Every entry that follows should be reproduced exactly.

— start of Data supplied —

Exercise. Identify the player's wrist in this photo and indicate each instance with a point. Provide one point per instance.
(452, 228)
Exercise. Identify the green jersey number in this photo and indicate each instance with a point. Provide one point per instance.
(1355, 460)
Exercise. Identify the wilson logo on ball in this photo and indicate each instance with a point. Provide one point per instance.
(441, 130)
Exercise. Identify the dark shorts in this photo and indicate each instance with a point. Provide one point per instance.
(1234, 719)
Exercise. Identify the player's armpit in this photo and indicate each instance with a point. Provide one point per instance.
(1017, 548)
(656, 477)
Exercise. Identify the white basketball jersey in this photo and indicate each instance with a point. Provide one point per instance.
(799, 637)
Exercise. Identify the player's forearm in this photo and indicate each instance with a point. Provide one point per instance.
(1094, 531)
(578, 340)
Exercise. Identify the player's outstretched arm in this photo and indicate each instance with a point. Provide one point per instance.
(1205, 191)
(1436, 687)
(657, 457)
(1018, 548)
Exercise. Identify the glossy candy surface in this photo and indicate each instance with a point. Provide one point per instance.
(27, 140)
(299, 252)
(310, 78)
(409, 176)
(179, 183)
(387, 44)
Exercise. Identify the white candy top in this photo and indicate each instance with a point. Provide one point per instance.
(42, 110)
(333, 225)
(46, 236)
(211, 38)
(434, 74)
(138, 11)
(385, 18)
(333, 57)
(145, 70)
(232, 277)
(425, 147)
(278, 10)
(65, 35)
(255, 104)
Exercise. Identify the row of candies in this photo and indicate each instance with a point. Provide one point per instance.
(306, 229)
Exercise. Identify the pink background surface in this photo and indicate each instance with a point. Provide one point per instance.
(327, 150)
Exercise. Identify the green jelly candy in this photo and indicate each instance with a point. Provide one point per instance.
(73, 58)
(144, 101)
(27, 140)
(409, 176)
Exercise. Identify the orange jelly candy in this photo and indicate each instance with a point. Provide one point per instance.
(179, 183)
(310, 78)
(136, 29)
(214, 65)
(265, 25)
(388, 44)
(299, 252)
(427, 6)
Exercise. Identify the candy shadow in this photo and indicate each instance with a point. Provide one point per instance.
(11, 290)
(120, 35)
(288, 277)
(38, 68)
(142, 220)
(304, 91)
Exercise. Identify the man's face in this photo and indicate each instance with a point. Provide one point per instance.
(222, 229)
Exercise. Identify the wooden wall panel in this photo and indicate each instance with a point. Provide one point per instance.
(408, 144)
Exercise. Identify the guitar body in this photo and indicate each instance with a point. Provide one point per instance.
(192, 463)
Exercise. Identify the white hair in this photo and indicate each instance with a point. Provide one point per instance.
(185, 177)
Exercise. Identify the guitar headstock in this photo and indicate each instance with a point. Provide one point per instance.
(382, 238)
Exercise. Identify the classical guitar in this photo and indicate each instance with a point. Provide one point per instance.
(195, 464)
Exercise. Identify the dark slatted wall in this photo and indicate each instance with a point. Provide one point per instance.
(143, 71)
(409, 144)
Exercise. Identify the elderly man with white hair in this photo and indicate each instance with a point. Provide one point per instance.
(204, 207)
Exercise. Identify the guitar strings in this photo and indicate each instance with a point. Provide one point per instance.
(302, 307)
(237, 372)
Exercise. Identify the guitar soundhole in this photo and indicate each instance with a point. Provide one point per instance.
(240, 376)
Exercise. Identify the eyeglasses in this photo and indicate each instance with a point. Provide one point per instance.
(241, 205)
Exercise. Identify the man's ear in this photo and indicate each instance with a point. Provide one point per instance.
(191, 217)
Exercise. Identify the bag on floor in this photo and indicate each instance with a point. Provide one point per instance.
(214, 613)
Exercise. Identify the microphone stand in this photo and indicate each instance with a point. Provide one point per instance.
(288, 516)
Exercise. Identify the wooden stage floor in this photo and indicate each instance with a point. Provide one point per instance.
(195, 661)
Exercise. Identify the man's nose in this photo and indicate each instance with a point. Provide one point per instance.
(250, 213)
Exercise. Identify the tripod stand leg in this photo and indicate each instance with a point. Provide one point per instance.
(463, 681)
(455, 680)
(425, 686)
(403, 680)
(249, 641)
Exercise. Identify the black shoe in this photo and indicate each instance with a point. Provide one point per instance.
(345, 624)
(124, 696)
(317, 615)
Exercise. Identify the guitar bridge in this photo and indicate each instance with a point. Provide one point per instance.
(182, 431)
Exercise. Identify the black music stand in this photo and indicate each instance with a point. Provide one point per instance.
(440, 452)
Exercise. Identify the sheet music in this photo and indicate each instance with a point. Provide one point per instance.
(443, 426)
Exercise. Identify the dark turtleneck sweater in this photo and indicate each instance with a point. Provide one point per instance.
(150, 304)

— end of Data supplied —

**Completed task**
Exercise. Identify the player's wrist in this photo and indicate each instance with a point. Provide one point per instance.
(452, 228)
Exercise. Identify the green jersey number in this photo and indicate each instance with a point. Provide one point per instance.
(1355, 460)
Exercise. Identify the wilson logo on ball in this photo and indicate each instance with a point. Provide one point per instance.
(441, 130)
Exercise. Identify the dark shorts in this photo and indicate each instance with a point. Provide one point per instance.
(1234, 719)
Exercise. Identify the player's armpit in this photo and indicate each instance with a point. Provide one point per instance.
(1017, 548)
(656, 477)
Exercise. Identify the white basketball jersey in this photo and indicate each instance with a point. Provide one point per instance.
(799, 637)
Exercise. Identify the player's forearm in this photo and indicate each instance with a point. Provide one point per instance.
(1094, 531)
(578, 340)
Exercise. Identify the player's outstretched arm in this photo and indicate each instance with a point. Provide one point per instance.
(1205, 191)
(1436, 687)
(657, 457)
(1018, 548)
Exercise. Identify the glossy candy surface in this photo and indicate each instance with a point. Provide one point per instance.
(27, 140)
(299, 252)
(310, 78)
(409, 176)
(179, 183)
(387, 44)
Exercise. Identify the white candy top in this photo and indicate each instance with a point. Provide one point per instance.
(42, 110)
(333, 225)
(46, 236)
(211, 38)
(434, 74)
(138, 11)
(385, 18)
(333, 57)
(145, 70)
(232, 277)
(425, 147)
(278, 10)
(65, 35)
(255, 104)
Exercise. Identify the row of candies in this photo and indicate each instance with a point. Provide one point per instance.
(306, 229)
Exercise. Identify the pink background surface in this photo and indicate each instance with a point. Provide one point per instance.
(327, 150)
Exercise. Identify the green jelly candy in this photo and indicate each instance with a point. Provide one point per instance.
(73, 58)
(144, 101)
(27, 140)
(409, 176)
Exercise. Identify the orange jelly candy in this photo and indicate each instance with a point. Provide one point per instance.
(179, 183)
(310, 78)
(136, 29)
(214, 65)
(265, 25)
(388, 44)
(299, 252)
(427, 6)
Exercise. Identify the candy shadow in this photo and indicate each instance with a point. Provide one point per instance.
(11, 290)
(120, 35)
(288, 277)
(38, 68)
(142, 220)
(304, 91)
Exercise. Identify the man's face in this photo and indicate each instance with a point. Provide one point per instance.
(222, 229)
Exercise. Identify the wooden wall panel in this photo and indicate each instance with a point. Provide one point per instance.
(408, 144)
Exercise. Identify the guitar body in this photo and indicate each instance with a point. Provide one point per instance.
(192, 463)
Exercise. Identify the white hair in this photo and indicate each instance with a point. Provide one point per instance.
(185, 177)
Exercise. Identify the guitar headstock in this photo and indicate each instance with a point. Provide one point per instance.
(382, 238)
Exercise. Identify the classical guitar in this photo and indicate each instance with a point. Provide one point per instance.
(195, 464)
Exercise. Identify the dark slatted wall in this photo and indicate each instance with a point. Provide one point per instance.
(143, 71)
(409, 144)
Exercise. Identify the elderly man with white hair in this photo and indicate each instance with a point. Provide one point per instance.
(204, 207)
Exercise. Identify the guitar strings in this photo and indicate each instance with a point. Provide one point per instance.
(302, 307)
(237, 372)
Exercise. Identify the guitar soundhole in this photo and indicate each instance with a point. Provide one point per instance.
(240, 376)
Exercise. Identify the eyeglasses in this photo and indicate each instance with a point. Provide one point per instance.
(241, 205)
Exercise. Identify the man's ear in this photo and indicate each instance with a point. Provide one point per instance.
(191, 217)
Exercise. Identify the bag on floor in this photo and indicate each instance with a point. Provide one point per instance.
(214, 613)
Exercise. Identify the microphone stand in this photo and indicate each instance with a point. Provide one point per instance.
(288, 516)
Exercise. Identify the wooden stage floor in this photo and indicate each instance with a point. Provide one point per instance.
(195, 661)
Exercise. Identify the man's nose in this photo and indicate each instance with a point. Provide one point per instance.
(250, 213)
Exercise. Identify the tripod stand leg in this photo and indicate each instance with a point. Provide one point per instance.
(463, 681)
(455, 680)
(425, 686)
(403, 680)
(249, 641)
Exercise. Identify the black shoe in this photo and indicate each instance with a point. Provide one point per instance.
(345, 624)
(124, 696)
(317, 615)
Exercise. Identify the guitar bridge in this photo and indicate each instance with a point. Provide one point per instance.
(182, 431)
Exercise. Identify the black music stand in this photo and indicate each instance with a point. Provide one point per instance.
(440, 452)
Exercise. Identify the sheet music in this photo and indicate each instance with a point. Provide one point per instance.
(443, 426)
Exercise. Identify the dark turtleneck sweater in this photo and indicate each instance with a point. Provide one point per instance.
(150, 304)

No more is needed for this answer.